■ **Listing**:
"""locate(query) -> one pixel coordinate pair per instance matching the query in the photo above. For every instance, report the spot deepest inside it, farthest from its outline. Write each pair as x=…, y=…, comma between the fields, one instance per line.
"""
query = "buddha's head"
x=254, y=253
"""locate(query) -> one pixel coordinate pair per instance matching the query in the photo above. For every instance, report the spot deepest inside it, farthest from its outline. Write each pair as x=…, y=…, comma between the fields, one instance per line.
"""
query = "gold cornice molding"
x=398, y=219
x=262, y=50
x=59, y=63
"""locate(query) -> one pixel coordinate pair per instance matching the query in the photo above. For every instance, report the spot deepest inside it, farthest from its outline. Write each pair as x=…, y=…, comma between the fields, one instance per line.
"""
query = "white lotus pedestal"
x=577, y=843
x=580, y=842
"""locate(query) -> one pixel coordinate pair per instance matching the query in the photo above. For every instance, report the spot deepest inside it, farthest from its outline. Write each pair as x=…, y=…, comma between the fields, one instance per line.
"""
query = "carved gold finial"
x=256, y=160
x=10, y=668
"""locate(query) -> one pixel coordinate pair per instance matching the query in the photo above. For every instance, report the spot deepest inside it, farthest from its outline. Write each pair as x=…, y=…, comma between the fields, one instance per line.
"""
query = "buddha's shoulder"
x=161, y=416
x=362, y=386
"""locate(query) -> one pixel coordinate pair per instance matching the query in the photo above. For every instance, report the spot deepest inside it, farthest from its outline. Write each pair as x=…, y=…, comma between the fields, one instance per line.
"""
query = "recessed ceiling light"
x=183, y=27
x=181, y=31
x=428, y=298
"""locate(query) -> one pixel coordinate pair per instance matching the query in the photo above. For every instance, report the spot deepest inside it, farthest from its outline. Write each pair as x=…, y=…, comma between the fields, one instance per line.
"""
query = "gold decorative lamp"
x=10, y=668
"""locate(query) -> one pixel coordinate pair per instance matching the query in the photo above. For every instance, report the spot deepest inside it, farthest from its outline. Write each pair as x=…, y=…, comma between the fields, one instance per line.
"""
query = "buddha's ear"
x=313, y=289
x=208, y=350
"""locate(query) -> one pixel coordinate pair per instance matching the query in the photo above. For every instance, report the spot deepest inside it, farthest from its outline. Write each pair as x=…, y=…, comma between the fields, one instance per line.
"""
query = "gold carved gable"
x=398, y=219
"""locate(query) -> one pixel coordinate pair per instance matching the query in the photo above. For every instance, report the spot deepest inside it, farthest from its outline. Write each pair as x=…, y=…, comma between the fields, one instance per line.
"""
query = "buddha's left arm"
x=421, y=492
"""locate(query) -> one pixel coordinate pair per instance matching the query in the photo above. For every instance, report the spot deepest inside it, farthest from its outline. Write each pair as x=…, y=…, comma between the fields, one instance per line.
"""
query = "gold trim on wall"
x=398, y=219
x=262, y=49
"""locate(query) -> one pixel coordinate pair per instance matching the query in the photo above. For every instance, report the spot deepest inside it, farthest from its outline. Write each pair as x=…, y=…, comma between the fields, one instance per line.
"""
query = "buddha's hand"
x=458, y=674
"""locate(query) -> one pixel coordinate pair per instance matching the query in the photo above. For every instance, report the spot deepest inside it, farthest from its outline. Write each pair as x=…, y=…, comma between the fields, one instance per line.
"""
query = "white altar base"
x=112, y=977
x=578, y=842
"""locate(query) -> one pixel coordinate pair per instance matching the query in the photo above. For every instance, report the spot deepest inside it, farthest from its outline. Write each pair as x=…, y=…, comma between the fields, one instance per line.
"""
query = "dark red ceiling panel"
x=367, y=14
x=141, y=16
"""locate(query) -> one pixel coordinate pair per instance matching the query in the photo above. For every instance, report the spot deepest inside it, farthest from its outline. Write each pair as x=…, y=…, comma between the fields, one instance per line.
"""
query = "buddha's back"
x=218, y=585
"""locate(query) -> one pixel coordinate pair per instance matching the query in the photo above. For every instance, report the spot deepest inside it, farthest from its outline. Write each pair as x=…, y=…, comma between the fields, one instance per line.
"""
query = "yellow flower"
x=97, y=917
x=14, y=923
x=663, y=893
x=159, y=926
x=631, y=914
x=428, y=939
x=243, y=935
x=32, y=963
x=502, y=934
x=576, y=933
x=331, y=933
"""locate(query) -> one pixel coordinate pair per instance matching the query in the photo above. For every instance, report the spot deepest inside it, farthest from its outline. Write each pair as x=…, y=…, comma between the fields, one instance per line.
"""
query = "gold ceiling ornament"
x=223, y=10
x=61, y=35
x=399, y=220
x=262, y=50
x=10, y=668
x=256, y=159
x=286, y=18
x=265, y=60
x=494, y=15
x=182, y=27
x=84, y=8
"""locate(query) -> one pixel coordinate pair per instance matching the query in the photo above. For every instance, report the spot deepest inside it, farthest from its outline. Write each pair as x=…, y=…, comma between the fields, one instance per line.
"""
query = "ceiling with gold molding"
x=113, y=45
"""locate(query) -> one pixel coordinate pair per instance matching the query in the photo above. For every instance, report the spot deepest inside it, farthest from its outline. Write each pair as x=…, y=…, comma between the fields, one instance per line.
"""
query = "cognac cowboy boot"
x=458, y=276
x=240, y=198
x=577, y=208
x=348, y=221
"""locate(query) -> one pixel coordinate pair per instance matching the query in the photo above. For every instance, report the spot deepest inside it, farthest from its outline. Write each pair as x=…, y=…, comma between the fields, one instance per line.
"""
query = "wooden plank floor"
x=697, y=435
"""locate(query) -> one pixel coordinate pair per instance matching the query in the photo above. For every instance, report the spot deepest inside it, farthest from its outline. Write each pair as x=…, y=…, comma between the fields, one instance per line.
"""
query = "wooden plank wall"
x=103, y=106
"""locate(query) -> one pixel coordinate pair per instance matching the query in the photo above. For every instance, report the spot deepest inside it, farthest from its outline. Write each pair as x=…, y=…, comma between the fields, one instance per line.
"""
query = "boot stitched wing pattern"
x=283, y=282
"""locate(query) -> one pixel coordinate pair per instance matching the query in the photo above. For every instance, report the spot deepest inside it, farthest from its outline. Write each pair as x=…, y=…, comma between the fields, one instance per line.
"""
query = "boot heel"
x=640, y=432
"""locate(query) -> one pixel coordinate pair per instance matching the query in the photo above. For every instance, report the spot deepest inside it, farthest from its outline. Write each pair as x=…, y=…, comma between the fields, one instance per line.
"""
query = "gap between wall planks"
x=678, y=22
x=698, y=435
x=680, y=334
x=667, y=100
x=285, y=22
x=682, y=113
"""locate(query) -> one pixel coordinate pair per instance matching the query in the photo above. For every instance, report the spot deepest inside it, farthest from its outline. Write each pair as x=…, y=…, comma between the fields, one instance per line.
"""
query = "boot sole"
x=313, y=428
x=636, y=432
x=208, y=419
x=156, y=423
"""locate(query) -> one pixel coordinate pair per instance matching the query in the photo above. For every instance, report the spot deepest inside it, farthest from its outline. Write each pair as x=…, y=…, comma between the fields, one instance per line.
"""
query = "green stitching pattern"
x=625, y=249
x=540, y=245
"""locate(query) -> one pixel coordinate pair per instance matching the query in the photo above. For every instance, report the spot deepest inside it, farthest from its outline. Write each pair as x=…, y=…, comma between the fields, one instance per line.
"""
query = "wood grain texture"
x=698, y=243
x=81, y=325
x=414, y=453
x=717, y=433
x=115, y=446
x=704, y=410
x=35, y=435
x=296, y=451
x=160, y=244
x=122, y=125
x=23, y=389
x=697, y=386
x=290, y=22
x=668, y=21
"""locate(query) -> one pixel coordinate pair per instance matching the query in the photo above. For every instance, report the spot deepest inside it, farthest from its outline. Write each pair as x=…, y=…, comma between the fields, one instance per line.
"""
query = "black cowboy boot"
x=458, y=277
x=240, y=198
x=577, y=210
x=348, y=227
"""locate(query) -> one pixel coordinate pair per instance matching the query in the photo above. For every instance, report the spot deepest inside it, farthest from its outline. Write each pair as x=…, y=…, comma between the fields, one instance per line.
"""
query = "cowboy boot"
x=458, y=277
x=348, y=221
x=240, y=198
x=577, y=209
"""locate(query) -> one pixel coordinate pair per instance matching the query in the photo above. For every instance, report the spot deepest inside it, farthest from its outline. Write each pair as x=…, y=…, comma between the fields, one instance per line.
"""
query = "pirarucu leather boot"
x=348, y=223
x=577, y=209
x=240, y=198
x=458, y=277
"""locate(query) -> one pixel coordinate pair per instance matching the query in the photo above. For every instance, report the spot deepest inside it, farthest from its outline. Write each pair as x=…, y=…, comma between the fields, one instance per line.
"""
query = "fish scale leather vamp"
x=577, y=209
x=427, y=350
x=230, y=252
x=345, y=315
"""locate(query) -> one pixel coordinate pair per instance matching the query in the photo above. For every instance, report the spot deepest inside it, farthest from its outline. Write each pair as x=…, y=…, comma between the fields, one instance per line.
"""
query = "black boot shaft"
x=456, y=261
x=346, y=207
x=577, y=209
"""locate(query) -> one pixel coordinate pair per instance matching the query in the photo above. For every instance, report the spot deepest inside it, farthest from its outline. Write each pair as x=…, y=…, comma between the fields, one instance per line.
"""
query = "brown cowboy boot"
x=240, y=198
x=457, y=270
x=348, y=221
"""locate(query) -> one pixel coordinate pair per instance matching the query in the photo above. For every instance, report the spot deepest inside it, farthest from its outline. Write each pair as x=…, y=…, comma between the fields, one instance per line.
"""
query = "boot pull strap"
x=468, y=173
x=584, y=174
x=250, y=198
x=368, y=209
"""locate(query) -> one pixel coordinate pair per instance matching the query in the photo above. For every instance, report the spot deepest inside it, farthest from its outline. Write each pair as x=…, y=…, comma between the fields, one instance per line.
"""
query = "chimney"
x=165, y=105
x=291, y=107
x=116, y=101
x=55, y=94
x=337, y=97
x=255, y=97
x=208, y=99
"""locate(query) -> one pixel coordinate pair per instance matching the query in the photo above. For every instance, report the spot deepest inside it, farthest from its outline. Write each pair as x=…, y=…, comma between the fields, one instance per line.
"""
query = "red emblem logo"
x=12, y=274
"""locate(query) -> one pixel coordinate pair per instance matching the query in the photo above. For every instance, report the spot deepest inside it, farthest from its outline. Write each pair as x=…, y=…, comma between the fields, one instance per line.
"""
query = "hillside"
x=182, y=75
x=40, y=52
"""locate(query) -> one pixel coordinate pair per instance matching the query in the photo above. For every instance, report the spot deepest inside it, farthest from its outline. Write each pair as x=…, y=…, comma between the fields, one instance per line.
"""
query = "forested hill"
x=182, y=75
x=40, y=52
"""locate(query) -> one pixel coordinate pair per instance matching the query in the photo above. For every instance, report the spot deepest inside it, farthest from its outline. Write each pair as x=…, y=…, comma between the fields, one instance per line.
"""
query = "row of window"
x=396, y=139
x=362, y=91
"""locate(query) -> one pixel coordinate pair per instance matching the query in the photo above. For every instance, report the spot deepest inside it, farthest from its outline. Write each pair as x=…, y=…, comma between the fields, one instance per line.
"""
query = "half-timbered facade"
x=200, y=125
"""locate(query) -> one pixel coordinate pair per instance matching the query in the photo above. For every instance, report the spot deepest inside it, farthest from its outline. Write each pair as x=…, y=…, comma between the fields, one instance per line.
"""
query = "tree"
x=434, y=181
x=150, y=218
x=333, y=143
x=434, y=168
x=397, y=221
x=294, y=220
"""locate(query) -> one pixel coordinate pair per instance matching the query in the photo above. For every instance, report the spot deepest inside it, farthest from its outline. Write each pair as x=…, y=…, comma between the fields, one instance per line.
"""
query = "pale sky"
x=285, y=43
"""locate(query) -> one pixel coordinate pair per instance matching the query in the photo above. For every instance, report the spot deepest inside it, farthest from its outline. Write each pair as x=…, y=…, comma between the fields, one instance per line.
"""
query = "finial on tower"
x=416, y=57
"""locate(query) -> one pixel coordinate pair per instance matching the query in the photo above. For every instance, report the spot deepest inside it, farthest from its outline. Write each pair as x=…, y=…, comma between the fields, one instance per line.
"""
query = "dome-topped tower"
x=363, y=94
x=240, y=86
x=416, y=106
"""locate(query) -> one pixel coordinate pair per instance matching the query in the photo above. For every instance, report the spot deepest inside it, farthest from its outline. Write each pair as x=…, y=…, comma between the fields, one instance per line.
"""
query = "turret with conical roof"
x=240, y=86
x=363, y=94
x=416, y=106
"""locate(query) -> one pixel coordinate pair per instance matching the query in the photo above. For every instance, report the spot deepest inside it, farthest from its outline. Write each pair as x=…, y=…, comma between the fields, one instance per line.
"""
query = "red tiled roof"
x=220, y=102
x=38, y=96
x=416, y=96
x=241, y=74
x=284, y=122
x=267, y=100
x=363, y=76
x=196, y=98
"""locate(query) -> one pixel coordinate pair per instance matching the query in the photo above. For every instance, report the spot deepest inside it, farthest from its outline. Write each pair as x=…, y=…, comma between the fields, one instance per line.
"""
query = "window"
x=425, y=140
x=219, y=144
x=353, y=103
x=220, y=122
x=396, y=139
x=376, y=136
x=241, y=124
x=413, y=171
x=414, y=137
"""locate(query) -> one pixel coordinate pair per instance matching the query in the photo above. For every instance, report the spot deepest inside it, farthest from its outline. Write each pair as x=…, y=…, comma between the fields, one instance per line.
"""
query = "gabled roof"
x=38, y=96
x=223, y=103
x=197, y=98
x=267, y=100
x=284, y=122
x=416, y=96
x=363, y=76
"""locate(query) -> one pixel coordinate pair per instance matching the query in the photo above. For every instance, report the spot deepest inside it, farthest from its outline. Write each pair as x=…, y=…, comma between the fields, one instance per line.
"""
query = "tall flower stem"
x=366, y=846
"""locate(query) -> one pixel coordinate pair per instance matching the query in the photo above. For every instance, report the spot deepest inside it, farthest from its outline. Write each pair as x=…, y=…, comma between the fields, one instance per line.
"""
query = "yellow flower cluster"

■ **Problem to work on**: Count the lines in the rows above that contain the string "boot", matching case exactly. Reply with the number alone.

■ **Right answer**: 10